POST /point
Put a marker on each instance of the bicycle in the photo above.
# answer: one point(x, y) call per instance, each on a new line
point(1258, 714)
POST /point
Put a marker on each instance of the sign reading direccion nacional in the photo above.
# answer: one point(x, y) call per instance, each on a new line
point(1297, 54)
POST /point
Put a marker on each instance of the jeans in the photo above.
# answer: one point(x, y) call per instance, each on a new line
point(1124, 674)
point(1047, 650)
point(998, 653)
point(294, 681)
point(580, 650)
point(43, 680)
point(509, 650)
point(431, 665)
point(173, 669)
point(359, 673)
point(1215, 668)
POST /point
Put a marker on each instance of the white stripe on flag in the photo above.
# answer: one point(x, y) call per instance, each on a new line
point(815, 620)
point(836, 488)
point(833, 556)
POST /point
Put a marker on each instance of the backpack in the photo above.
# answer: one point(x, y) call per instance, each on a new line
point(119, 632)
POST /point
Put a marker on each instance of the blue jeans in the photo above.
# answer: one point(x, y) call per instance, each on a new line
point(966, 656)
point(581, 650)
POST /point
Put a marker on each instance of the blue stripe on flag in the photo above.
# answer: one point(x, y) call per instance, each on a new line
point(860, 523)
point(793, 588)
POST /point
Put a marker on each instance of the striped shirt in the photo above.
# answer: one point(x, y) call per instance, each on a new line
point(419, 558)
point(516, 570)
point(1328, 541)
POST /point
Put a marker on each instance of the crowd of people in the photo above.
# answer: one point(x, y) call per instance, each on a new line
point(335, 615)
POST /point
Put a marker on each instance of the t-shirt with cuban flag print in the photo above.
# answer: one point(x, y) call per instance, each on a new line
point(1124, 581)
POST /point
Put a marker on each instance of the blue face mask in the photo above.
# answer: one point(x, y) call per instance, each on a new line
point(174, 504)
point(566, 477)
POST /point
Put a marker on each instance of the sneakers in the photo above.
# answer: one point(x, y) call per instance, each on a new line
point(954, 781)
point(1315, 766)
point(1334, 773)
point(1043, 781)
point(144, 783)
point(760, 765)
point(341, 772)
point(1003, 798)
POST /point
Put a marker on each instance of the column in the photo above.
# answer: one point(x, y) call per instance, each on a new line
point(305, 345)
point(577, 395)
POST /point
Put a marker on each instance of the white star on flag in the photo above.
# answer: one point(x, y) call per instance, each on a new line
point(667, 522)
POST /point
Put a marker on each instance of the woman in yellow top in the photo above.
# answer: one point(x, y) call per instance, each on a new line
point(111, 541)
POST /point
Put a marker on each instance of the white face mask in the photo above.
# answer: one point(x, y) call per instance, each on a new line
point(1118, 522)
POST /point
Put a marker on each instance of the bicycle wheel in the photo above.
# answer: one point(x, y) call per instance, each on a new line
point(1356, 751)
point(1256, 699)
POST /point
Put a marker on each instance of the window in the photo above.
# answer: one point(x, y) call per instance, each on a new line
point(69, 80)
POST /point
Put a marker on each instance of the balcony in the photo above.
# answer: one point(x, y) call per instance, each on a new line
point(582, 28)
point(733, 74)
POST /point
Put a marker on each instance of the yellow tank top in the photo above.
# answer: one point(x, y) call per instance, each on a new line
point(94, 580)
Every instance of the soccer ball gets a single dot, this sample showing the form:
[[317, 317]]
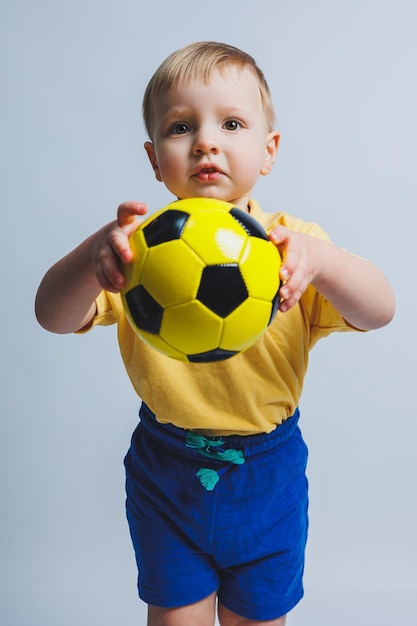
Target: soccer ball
[[203, 284]]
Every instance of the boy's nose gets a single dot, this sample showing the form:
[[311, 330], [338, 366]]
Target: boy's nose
[[205, 143]]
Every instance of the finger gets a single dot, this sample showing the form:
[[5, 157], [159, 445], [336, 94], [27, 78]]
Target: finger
[[128, 211]]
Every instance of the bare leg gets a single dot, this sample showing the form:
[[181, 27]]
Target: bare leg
[[227, 618], [199, 614]]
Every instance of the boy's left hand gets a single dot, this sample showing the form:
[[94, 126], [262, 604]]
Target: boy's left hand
[[297, 270]]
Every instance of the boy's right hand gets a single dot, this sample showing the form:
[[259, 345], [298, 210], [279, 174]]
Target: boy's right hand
[[110, 245]]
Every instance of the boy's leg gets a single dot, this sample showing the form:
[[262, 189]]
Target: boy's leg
[[227, 618], [201, 613]]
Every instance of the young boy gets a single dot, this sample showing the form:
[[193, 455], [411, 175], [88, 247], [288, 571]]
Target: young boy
[[210, 119]]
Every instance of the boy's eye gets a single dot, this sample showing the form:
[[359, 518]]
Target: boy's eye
[[179, 128], [232, 125]]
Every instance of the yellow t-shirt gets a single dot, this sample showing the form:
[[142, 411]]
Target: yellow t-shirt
[[249, 393]]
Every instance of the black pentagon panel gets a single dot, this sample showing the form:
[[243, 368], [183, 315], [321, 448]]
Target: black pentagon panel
[[165, 227], [248, 223], [275, 305], [222, 288], [145, 310], [212, 355]]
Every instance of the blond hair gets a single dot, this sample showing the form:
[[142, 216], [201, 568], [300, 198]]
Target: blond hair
[[196, 62]]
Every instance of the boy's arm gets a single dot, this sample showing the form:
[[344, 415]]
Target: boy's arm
[[65, 301], [355, 287]]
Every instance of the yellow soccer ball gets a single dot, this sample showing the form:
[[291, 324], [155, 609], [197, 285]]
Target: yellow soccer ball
[[203, 284]]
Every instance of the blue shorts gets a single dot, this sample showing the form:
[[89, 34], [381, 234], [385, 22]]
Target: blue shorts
[[244, 539]]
* * *
### Problem statement
Go through the records and work out how many lines contain the string "face". The answer should be that number alone.

### Exercise output
2